----- Supplied data -----
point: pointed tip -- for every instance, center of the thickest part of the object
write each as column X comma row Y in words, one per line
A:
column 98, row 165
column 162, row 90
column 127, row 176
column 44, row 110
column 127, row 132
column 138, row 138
-----
* **Assigned task**: Would you set down every record again, exactly as it appears above?

* **Solution**:
point: pointed tip -- for every instance, center of the thickest part of the object
write each as column X comma row Y in words, one per line
A:
column 98, row 165
column 162, row 90
column 127, row 176
column 44, row 110
column 127, row 132
column 138, row 138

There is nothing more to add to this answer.